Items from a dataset
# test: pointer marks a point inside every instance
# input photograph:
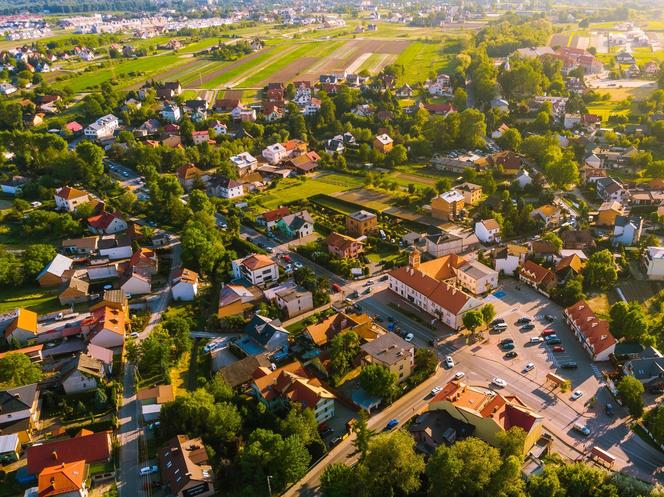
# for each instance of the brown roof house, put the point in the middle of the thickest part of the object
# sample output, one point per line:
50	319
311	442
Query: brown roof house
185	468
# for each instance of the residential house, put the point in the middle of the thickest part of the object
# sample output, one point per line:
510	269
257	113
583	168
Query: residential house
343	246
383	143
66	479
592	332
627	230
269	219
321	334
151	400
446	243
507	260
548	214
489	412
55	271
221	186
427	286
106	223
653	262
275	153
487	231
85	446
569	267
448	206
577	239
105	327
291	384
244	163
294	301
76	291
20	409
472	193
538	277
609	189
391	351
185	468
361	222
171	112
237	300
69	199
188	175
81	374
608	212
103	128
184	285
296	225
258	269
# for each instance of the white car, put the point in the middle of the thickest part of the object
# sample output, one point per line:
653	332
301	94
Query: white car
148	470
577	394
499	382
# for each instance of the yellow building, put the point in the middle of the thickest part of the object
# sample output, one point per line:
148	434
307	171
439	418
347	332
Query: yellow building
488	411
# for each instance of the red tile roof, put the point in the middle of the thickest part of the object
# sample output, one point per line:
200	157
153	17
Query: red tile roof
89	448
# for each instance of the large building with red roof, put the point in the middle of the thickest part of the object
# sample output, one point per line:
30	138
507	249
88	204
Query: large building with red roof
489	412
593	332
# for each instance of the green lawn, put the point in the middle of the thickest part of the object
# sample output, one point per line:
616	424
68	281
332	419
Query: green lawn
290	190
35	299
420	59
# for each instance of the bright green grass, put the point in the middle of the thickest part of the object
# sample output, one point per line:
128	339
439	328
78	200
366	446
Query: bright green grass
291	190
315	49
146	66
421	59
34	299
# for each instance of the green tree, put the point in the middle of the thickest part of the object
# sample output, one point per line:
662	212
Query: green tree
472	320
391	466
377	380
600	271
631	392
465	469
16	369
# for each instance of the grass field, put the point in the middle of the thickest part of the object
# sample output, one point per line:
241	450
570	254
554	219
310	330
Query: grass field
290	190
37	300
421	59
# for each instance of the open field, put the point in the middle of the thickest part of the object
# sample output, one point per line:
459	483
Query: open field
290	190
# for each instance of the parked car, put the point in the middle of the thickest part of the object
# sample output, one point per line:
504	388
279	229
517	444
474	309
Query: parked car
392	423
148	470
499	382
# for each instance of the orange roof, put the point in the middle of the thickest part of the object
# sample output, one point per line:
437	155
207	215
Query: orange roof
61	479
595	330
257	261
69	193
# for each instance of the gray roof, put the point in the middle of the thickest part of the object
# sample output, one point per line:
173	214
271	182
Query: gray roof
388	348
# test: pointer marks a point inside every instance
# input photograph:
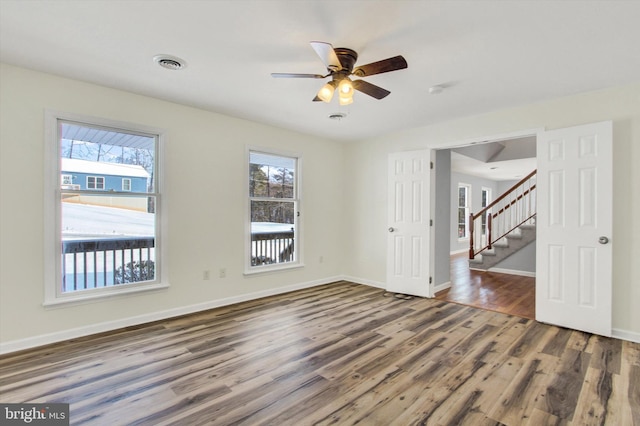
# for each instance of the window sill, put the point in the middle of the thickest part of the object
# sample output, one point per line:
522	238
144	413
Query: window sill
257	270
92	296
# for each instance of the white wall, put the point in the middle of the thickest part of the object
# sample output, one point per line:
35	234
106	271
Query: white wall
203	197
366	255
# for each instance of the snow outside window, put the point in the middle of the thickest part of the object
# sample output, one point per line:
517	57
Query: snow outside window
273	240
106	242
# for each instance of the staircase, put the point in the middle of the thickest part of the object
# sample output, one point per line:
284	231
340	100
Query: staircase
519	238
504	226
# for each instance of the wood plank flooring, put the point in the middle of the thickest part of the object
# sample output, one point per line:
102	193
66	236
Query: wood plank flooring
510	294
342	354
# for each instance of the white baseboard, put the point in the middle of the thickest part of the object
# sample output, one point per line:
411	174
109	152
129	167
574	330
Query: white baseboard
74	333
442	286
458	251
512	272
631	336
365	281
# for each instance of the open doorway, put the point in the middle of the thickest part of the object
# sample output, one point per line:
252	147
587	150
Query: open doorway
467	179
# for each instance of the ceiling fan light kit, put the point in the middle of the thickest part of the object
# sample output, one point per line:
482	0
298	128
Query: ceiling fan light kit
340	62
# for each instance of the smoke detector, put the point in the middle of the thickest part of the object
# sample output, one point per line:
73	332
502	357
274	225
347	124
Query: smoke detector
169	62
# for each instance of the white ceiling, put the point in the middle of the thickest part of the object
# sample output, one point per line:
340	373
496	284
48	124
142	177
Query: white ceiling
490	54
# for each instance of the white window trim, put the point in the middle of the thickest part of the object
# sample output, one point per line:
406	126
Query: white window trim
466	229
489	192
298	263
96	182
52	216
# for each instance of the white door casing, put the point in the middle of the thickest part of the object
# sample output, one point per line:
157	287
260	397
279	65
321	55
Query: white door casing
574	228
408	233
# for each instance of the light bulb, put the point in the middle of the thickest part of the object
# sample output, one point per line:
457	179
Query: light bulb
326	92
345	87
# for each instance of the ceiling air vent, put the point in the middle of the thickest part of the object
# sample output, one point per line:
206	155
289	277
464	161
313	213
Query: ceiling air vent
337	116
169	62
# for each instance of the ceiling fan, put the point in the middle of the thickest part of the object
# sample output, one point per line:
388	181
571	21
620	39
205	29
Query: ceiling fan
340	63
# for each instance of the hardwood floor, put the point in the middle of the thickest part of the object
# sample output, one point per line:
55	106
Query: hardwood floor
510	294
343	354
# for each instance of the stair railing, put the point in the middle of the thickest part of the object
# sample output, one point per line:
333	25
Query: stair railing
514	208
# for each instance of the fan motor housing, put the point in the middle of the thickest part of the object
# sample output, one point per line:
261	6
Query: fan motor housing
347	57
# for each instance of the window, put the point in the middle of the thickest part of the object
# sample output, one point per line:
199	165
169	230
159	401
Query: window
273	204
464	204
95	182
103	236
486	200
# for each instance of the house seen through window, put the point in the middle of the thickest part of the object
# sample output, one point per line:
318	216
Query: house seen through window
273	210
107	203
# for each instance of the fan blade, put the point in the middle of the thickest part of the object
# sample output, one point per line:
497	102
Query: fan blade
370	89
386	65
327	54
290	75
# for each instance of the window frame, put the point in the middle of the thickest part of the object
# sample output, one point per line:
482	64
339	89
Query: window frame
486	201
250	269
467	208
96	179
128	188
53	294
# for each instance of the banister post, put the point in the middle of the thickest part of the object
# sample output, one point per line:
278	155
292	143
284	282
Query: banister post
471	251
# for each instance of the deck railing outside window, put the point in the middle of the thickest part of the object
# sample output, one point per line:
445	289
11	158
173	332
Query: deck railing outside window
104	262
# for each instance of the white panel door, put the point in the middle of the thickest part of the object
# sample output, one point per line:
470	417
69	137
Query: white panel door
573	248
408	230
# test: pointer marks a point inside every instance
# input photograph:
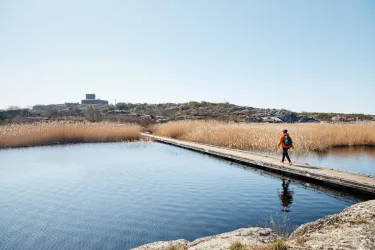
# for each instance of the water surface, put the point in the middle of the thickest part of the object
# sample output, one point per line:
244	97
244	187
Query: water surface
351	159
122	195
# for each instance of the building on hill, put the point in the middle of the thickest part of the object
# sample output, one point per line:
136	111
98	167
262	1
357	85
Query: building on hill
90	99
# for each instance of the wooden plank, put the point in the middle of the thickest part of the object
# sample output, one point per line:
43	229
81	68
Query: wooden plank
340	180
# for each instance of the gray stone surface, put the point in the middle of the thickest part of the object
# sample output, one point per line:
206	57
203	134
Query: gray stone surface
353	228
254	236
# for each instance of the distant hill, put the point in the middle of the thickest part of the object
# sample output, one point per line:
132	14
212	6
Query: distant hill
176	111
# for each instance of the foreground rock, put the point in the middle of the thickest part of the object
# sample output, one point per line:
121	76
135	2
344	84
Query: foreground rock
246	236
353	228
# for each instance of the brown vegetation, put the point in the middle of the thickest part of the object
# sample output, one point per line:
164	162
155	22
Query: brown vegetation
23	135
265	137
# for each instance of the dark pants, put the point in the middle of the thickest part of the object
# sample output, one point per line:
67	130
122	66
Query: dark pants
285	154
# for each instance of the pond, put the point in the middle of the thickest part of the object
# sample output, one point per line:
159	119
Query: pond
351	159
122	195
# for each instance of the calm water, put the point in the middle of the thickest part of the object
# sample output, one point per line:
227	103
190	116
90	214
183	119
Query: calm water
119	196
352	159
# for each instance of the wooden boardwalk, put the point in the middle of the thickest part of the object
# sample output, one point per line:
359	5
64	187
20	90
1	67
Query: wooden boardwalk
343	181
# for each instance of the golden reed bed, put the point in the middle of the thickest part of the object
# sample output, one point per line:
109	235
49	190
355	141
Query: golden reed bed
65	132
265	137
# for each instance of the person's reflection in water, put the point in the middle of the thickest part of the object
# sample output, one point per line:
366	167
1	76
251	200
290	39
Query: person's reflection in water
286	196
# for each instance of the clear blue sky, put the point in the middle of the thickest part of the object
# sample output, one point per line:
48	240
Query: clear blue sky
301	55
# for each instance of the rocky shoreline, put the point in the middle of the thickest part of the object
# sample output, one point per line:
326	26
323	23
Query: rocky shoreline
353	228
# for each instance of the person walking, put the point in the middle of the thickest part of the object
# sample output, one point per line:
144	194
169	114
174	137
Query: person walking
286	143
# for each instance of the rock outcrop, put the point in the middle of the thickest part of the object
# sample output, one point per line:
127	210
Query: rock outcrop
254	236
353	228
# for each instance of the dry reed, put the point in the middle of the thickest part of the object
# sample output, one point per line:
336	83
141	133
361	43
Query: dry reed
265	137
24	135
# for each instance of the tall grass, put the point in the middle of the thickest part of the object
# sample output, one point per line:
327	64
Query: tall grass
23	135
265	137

YOUR ASSIGNMENT:
Transcribe the records above from the line holding "# for each instance of the white car, put" down to the line holding "# for each instance of the yellow", inclusive, without adding anything.

THE COMPLETED TASK:
# for each instance of the white car, put the point in the middle of the thickest part of the object
# sample output, one point per line:
653	332
301	94
Query: white car
148	470
577	394
499	382
# for each instance of the yellow building, put the point in the middle of the thickest part of the object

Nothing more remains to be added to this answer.